*THE TASK*: The answer must be every record below, repeated exactly.

*DATA TO EXAMINE*:
────────────────────
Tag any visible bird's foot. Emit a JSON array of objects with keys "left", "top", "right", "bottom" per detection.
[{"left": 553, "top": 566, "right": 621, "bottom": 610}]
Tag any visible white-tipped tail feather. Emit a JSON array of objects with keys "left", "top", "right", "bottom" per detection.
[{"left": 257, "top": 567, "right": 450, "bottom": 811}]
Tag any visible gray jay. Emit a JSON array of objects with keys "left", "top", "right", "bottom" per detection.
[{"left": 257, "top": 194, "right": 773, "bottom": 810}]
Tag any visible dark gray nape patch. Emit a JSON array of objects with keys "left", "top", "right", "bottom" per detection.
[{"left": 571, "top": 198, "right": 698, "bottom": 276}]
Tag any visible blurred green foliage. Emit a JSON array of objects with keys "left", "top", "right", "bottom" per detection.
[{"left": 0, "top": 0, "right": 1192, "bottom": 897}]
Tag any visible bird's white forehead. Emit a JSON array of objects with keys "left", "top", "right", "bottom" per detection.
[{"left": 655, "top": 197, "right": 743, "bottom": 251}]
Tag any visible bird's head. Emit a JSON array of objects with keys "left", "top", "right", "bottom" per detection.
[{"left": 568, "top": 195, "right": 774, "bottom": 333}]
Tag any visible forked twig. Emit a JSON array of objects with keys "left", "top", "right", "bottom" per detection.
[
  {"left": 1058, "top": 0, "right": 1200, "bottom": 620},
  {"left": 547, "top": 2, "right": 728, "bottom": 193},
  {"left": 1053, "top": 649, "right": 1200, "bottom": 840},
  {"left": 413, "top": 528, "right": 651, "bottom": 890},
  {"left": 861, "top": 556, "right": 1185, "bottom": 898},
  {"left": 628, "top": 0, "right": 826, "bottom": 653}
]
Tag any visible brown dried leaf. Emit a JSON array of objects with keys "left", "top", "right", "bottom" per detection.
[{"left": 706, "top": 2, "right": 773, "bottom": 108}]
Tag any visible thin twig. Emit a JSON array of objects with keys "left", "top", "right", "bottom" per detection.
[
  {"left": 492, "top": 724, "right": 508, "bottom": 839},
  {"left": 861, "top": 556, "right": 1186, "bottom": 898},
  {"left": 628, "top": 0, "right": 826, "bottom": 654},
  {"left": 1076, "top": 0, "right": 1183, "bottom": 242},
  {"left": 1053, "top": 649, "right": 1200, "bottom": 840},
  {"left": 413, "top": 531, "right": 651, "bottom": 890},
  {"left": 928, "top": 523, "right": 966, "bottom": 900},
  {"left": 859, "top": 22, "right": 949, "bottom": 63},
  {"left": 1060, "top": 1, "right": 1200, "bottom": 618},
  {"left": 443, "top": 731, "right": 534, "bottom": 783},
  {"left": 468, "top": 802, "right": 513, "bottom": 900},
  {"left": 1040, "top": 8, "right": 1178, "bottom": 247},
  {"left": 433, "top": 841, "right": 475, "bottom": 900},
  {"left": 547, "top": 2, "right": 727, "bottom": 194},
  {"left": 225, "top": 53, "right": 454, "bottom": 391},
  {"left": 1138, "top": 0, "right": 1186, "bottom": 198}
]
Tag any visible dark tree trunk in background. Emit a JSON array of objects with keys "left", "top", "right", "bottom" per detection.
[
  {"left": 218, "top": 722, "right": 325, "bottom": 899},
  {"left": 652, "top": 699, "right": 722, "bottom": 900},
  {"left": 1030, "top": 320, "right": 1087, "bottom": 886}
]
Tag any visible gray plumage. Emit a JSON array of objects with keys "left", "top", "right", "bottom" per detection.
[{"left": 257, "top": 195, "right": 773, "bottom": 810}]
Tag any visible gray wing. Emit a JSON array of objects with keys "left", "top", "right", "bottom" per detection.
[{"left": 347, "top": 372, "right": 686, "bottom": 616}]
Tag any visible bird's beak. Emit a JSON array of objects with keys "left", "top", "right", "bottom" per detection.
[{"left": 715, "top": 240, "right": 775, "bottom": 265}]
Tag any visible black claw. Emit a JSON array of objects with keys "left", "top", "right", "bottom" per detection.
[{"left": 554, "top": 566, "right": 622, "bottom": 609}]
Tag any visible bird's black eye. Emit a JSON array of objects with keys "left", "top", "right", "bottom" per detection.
────────────────────
*RESPONSE FOR THIS EXERCISE*:
Tag any visible bird's foot. Emit a JSON array of objects with keys "left", "top", "right", "bottom" per detection.
[{"left": 553, "top": 566, "right": 621, "bottom": 610}]
Tag any visible white-tipped tail feather. Emit a JSON array of objects with keys "left", "top", "right", "bottom" per detection.
[{"left": 257, "top": 567, "right": 450, "bottom": 811}]
Tag any visible gray jay. Emit a JSON array of objects with keys "left", "top", "right", "bottom" per detection.
[{"left": 257, "top": 194, "right": 773, "bottom": 810}]
Tag any visible dark gray nape patch. Emit a JSON array of objects with keys "left", "top", "right", "bottom" per detection.
[{"left": 571, "top": 198, "right": 698, "bottom": 276}]
Tag any visible blurred green foliage. Emit a JSON array of objects with keys "left", "top", "right", "bottom" per detection.
[{"left": 0, "top": 0, "right": 1192, "bottom": 897}]
Tag any visible bird's white forehead. Emit a JSON array of objects with keys "left", "top", "right", "bottom" per detection.
[{"left": 655, "top": 197, "right": 743, "bottom": 251}]
Tag any visible bird's head. Emit a JSON array of objects with keys "left", "top", "right", "bottom" per detection.
[{"left": 568, "top": 195, "right": 774, "bottom": 333}]
Tag any visible forked twig. Emit a JSON array of objects with keys "left", "top", "right", "bottom" per detection.
[
  {"left": 1058, "top": 0, "right": 1200, "bottom": 620},
  {"left": 547, "top": 2, "right": 728, "bottom": 193},
  {"left": 1053, "top": 649, "right": 1200, "bottom": 840},
  {"left": 413, "top": 528, "right": 651, "bottom": 890},
  {"left": 861, "top": 556, "right": 1185, "bottom": 898},
  {"left": 628, "top": 0, "right": 826, "bottom": 653}
]
Tag any visible brown dried leaf. Emit a JSON array of objects with keys "left", "top", "right", "bottom" per detection.
[{"left": 706, "top": 2, "right": 773, "bottom": 108}]
Tag any visible thin twig. Emit a JSON array of objects with keys "left", "top", "right", "bottom" per detection.
[
  {"left": 492, "top": 724, "right": 508, "bottom": 839},
  {"left": 861, "top": 556, "right": 1186, "bottom": 898},
  {"left": 628, "top": 0, "right": 826, "bottom": 654},
  {"left": 1076, "top": 0, "right": 1183, "bottom": 242},
  {"left": 1053, "top": 649, "right": 1200, "bottom": 840},
  {"left": 413, "top": 531, "right": 651, "bottom": 890},
  {"left": 928, "top": 523, "right": 966, "bottom": 900},
  {"left": 859, "top": 22, "right": 949, "bottom": 63},
  {"left": 1060, "top": 1, "right": 1200, "bottom": 618},
  {"left": 443, "top": 731, "right": 534, "bottom": 783},
  {"left": 468, "top": 802, "right": 513, "bottom": 900},
  {"left": 1040, "top": 8, "right": 1178, "bottom": 247},
  {"left": 433, "top": 841, "right": 475, "bottom": 900},
  {"left": 547, "top": 2, "right": 727, "bottom": 194},
  {"left": 225, "top": 53, "right": 454, "bottom": 391},
  {"left": 1138, "top": 0, "right": 1186, "bottom": 198}
]
Tag any visible dark tree trunk in background. Emit a JSON array of objects with keys "left", "top", "right", "bottom" per detection.
[
  {"left": 218, "top": 722, "right": 325, "bottom": 899},
  {"left": 652, "top": 699, "right": 722, "bottom": 900},
  {"left": 1030, "top": 320, "right": 1087, "bottom": 886}
]
Tag any visible gray plumage. Emit a JSON array of objects with keys "left", "top", "right", "bottom" per detection.
[{"left": 257, "top": 195, "right": 773, "bottom": 810}]
Tag any visible gray wing. Emit a JSON array of objects with keys "left", "top", "right", "bottom" per detection.
[{"left": 347, "top": 372, "right": 686, "bottom": 616}]
Tag any visible bird's beak. Emit a JSON array of objects with keys "left", "top", "right", "bottom" per detection.
[{"left": 715, "top": 240, "right": 775, "bottom": 265}]
Tag any visible black claw. Emit a JSON array of objects with keys "left", "top", "right", "bottom" per detection.
[{"left": 554, "top": 566, "right": 622, "bottom": 609}]
Tag any visible bird's black eye. Emit a JSON array of objects with keys "left", "top", "right", "bottom" per detection.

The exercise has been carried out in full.